::: Trecho do documento

Confira entrevista com Leticia Strehl, diretora da Editora da UFRGS
Desde os corredores silenciosos de uma escola até a direção de uma das editoras universitárias mais respeitadas do país, a trajetória de Leticia Strehl é uma verdadeira ode ao poder das bibliotecas como espaços vivos de construção coletiva do saber. Com mais de duas décadas de dedicação à Biblioteconomia e ao serviço público, ela tem sido uma voz incansável na defesa da colaboração entre instituições como chave para enfrentar os desafios que limitam o pleno acesso à informação no Brasil. “Mantém-se até hoje a reivindicação urgente por qualificação dos espaços de biblioteca, considerando sua importância central para os estudantes”, defende. Entre 2016 e 2024, esteve à frente da Biblioteca Central da Universidade Federal do Rio Grande do Sul (UFRGS), coordenando tecnicamente um complexo sistema com 31 bibliotecas. Agora, como diretora da Editora da UFRGS, sua missão se volta para um novo e urgente horizonte: tornar a ciência mais aberta, acessível e compreensível para a sociedade. “O papel das bibliotecas e das editoras universitárias em um contexto de cortes orçamentários precisa ser marcado por um ativismo incansável sobre a importância do conhecimento na perspectiva social da promoção da cidadania, mas também na perspectiva econômica de desenvolvimento do país”, enfatiza a pesquisadora. Nesta entrevista, ela compartilha ideias, aprendizados e convicções forjadas ao longo de uma jornada guiada pela generosidade do conhecimento e pela crença inabalável no papel estratégico das bibliotecas para o futuro da ciência brasileira.
Ciência & Cultura – Com uma trajetória de 27 anos no Sistema de Bibliotecas da UFRGS e agora como diretora da editora da universidade, como você vê a evolução do acesso à informação científica no Brasil? Quais foram as maiores mudanças que presenciou nesse período?
Leticia Strehl – Tive o privilégio de presenciar o auge da transição tecnológica quando iniciei minha trajetória como bibliotecária da universidade no final dos anos 1990, ou seja, um pouco antes da popularização do acesso à internet e da ampla indexação de conteúdos digitais pelo Google. Entrei na UFRGS como bibliotecária no Instituto de Física — um dos maiores centros de pesquisa da área no país, conhecido também por sua rica coleção de periódicos —; lá, os pesquisadores acompanhavam com atenção a chegada dos novos fascículos impressos, víamos isso cotidianamente. Como mantínhamos centenas de assinaturas, havia uma renovação diária de nosso acervo. A máquina de cópias funcionava ininterruptamente, reproduzindo artigos. O barulho era insuportável no começo, mas se tornou imperceptível para mim com o tempo.

::::::
::: Listagem de dados

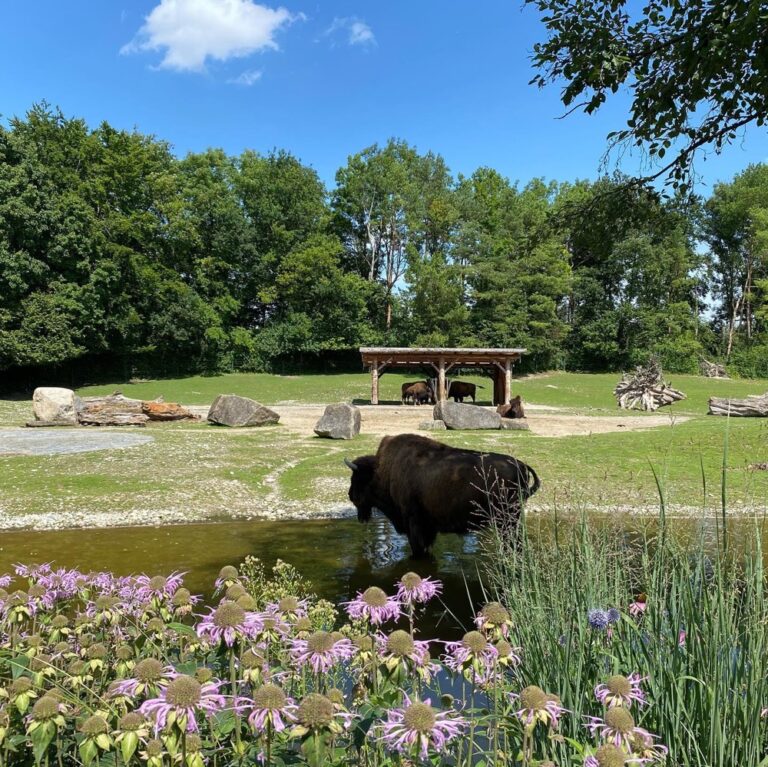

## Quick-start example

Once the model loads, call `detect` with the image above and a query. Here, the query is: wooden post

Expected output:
[371,357,379,405]
[437,357,446,402]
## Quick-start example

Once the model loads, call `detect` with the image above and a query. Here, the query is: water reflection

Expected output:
[0,515,768,639]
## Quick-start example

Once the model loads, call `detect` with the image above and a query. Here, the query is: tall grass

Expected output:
[485,495,768,767]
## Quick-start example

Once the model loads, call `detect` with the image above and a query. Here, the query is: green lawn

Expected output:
[0,373,768,516]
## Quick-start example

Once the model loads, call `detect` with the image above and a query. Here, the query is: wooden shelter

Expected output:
[360,346,527,405]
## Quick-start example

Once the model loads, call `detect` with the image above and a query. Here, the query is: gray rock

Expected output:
[432,400,501,429]
[315,402,360,439]
[208,394,280,426]
[32,386,77,425]
[501,418,531,431]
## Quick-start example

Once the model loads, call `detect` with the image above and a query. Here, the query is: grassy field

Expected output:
[0,373,768,522]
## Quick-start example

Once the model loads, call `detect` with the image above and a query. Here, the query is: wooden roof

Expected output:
[360,346,528,365]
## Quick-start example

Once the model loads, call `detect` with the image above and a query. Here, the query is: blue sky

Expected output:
[0,0,768,194]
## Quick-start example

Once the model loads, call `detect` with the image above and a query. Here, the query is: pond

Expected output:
[0,514,768,639]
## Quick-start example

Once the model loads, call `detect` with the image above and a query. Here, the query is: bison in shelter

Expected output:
[446,381,485,402]
[344,434,541,557]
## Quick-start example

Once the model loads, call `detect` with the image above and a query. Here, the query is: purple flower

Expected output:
[595,673,646,708]
[290,631,355,674]
[195,599,262,647]
[245,684,296,732]
[380,695,467,759]
[587,607,611,631]
[139,674,226,732]
[512,685,565,728]
[443,631,499,681]
[397,572,443,607]
[346,586,402,626]
[587,706,654,751]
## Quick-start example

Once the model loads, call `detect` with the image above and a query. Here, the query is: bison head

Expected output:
[344,455,377,522]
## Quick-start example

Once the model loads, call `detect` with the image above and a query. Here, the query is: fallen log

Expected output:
[709,392,768,418]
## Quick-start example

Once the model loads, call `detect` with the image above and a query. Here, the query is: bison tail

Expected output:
[523,466,541,501]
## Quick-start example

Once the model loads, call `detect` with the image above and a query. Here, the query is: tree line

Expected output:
[0,104,768,388]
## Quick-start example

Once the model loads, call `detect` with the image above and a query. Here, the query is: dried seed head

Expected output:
[297,692,334,729]
[165,674,201,708]
[253,684,287,711]
[32,695,61,722]
[213,601,245,628]
[520,684,547,711]
[195,666,213,684]
[403,701,437,732]
[387,629,416,658]
[461,631,488,655]
[595,743,627,767]
[235,594,258,610]
[117,711,145,732]
[80,714,109,735]
[86,642,108,660]
[605,707,635,735]
[133,658,163,682]
[224,583,248,602]
[605,674,632,698]
[480,602,510,626]
[307,631,335,653]
[115,644,133,660]
[363,586,387,607]
[147,738,165,757]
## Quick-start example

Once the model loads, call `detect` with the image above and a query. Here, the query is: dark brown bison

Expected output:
[345,434,541,557]
[496,394,525,418]
[400,381,435,405]
[445,381,485,402]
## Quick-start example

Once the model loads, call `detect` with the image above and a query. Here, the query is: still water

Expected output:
[0,515,768,639]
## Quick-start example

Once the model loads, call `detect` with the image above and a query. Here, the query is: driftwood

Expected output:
[709,392,768,418]
[613,357,685,411]
[699,357,728,378]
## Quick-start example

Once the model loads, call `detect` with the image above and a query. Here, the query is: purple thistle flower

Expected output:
[139,674,226,732]
[397,572,443,607]
[587,607,611,631]
[380,695,467,759]
[245,684,297,732]
[346,586,402,626]
[511,685,566,728]
[195,600,262,647]
[595,673,647,708]
[290,631,355,674]
[587,706,654,752]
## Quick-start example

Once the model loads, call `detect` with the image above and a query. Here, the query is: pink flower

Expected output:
[346,586,402,626]
[380,695,467,759]
[290,631,355,674]
[595,673,646,708]
[195,599,262,647]
[139,674,226,732]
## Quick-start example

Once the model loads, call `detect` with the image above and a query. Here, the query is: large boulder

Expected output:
[32,386,77,426]
[208,394,280,426]
[315,402,360,439]
[432,400,501,429]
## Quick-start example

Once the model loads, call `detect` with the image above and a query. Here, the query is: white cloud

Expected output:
[227,69,264,87]
[323,16,376,45]
[120,0,305,72]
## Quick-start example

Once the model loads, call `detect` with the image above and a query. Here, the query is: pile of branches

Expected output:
[613,357,685,411]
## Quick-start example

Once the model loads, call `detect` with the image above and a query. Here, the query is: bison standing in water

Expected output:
[345,434,541,557]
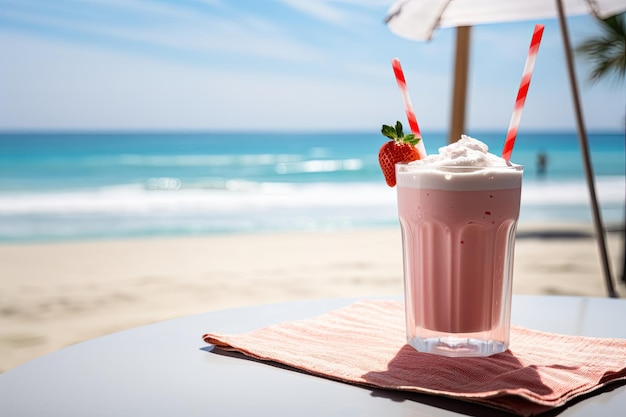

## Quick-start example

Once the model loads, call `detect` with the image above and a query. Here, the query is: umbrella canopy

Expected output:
[385,0,626,297]
[385,0,626,41]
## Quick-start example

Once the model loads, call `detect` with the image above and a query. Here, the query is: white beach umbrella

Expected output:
[385,0,626,297]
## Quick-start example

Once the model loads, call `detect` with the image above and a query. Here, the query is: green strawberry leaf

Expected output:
[381,120,421,146]
[381,125,398,140]
[396,120,404,139]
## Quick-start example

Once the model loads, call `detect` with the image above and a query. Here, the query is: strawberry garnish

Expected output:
[378,121,421,187]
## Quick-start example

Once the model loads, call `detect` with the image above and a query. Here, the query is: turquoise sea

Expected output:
[0,132,626,243]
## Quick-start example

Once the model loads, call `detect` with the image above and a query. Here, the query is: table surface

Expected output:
[0,296,626,417]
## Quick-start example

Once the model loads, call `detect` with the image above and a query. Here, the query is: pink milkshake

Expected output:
[396,136,523,356]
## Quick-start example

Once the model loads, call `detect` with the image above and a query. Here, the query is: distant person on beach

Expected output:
[537,151,548,177]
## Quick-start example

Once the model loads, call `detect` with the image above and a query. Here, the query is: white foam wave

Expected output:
[0,177,626,216]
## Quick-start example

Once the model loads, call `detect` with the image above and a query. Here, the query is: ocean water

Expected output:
[0,132,626,243]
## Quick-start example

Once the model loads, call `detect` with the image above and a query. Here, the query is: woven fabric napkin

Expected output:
[203,300,626,416]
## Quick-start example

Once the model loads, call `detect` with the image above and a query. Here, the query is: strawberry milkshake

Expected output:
[396,136,523,356]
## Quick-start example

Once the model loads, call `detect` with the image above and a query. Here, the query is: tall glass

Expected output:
[396,163,523,356]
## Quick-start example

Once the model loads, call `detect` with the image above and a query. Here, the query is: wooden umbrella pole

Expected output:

::::::

- [Enunciado 1] Liste todos os números escritos em algarismos na entrevista com Leticia Strehl.
- [Enunciado 2] Por favor, reescreva tudo desde "Ciência & Cultura" até "presenciou nesse período?" na entrevista com Leticia Strehl, substituindo "evolução" por "transformação".
As entradas provêm de outra fonte.

- [Resolução 1] 2016, 2024, 31, 27, 1990

- [Resolução 2]
Ciência & Cultura – Com uma trajetória de 27 anos no Sistema de Bibliotecas da UFRGS e agora como diretora da editora da universidade, como você vê a transformação do acesso à informação científica no Brasil? Quais foram as maiores mudanças que presenciou nesse período?